(Point annotations for photos)
----

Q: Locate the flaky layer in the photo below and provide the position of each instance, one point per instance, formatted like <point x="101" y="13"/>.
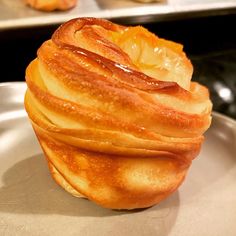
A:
<point x="116" y="112"/>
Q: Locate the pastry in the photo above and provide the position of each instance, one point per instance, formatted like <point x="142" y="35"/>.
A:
<point x="50" y="5"/>
<point x="115" y="112"/>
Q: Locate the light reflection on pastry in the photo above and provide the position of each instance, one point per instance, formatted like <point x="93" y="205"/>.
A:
<point x="50" y="5"/>
<point x="115" y="112"/>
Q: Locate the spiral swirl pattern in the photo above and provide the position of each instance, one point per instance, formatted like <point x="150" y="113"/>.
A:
<point x="50" y="5"/>
<point x="115" y="112"/>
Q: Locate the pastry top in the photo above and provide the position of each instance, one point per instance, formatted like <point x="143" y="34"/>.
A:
<point x="50" y="5"/>
<point x="122" y="88"/>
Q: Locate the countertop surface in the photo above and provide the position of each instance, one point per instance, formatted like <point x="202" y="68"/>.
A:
<point x="210" y="45"/>
<point x="15" y="14"/>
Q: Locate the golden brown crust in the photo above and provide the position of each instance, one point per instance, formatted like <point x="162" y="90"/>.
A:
<point x="116" y="127"/>
<point x="50" y="5"/>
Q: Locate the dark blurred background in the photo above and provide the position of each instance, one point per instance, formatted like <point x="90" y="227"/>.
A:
<point x="210" y="42"/>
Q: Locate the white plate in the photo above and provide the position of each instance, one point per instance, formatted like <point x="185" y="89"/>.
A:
<point x="32" y="204"/>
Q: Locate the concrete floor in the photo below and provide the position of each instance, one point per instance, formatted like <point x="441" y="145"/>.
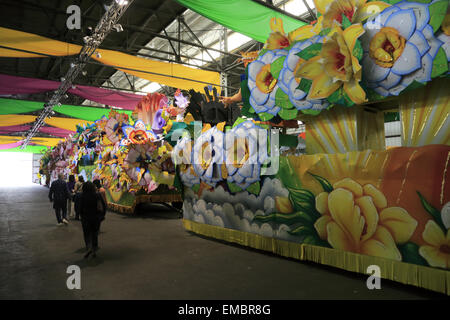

----

→ **REQUIRED WORK**
Recast the material above as a Markdown table with the columns "Row" and "Text," giving each line its own numbered row and skipping blank lines. Leave the pictures out.

→ **RESPONSE FOR THIS EXERCISE**
| Row | Text |
|---|---|
| 1 | Q: Locate the flaky layer in the photo below and provide the position of each instance, one point per instance, formatted like <point x="101" y="13"/>. |
| 2 | A: |
| 3 | <point x="116" y="112"/> |
| 4 | Q: Locate the pastry in the photo above and provide the position of each instance, one point per instance, formatted like <point x="142" y="35"/>. |
| 5 | A: |
| 6 | <point x="50" y="5"/> |
| 7 | <point x="115" y="112"/> |
| 8 | Q: Locate the light reflection on pastry in the photo above and provide the position of each instance, one point per instance, formatted like <point x="93" y="205"/>. |
| 9 | A: |
| 10 | <point x="50" y="5"/> |
| 11 | <point x="115" y="112"/> |
| 12 | Q: Locate the spiral swirl pattern in the photo above and provide the position of each instance, one point per instance, formatted like <point x="150" y="113"/>. |
| 13 | A: |
| 14 | <point x="50" y="5"/> |
| 15 | <point x="115" y="112"/> |
| 16 | Q: Locate the pastry top in the photo above and provide the position of each instance, one point per instance, formatted like <point x="143" y="34"/>. |
| 17 | A: |
| 18 | <point x="50" y="5"/> |
| 19 | <point x="122" y="88"/> |
| 20 | Q: Locate the countertop surface in the photo above and provide the position of each instance, one point per instance, formatted like <point x="202" y="68"/>. |
| 21 | A: |
| 22 | <point x="210" y="45"/> |
| 23 | <point x="15" y="14"/> |
| 24 | Q: Locate the golden brown crust in the photo above and provide the position of each instance, one point per instance, formatted like <point x="162" y="90"/>. |
| 25 | A: |
| 26 | <point x="116" y="127"/> |
| 27 | <point x="50" y="5"/> |
| 28 | Q: Locate the dark blurred background in the photo above and provide the position of each instance, one point per instance, formatted like <point x="90" y="227"/>. |
| 29 | A: |
| 30 | <point x="210" y="42"/> |
| 31 | Q: Locate the white plate in the photo above and provide the position of each instance, one point per instance, formatted like <point x="185" y="89"/>. |
| 32 | A: |
| 33 | <point x="32" y="204"/> |
| 34 | Q: Locate the concrete floor in the photo below and provide the position of each instance, one point per instance, formatted like <point x="441" y="145"/>. |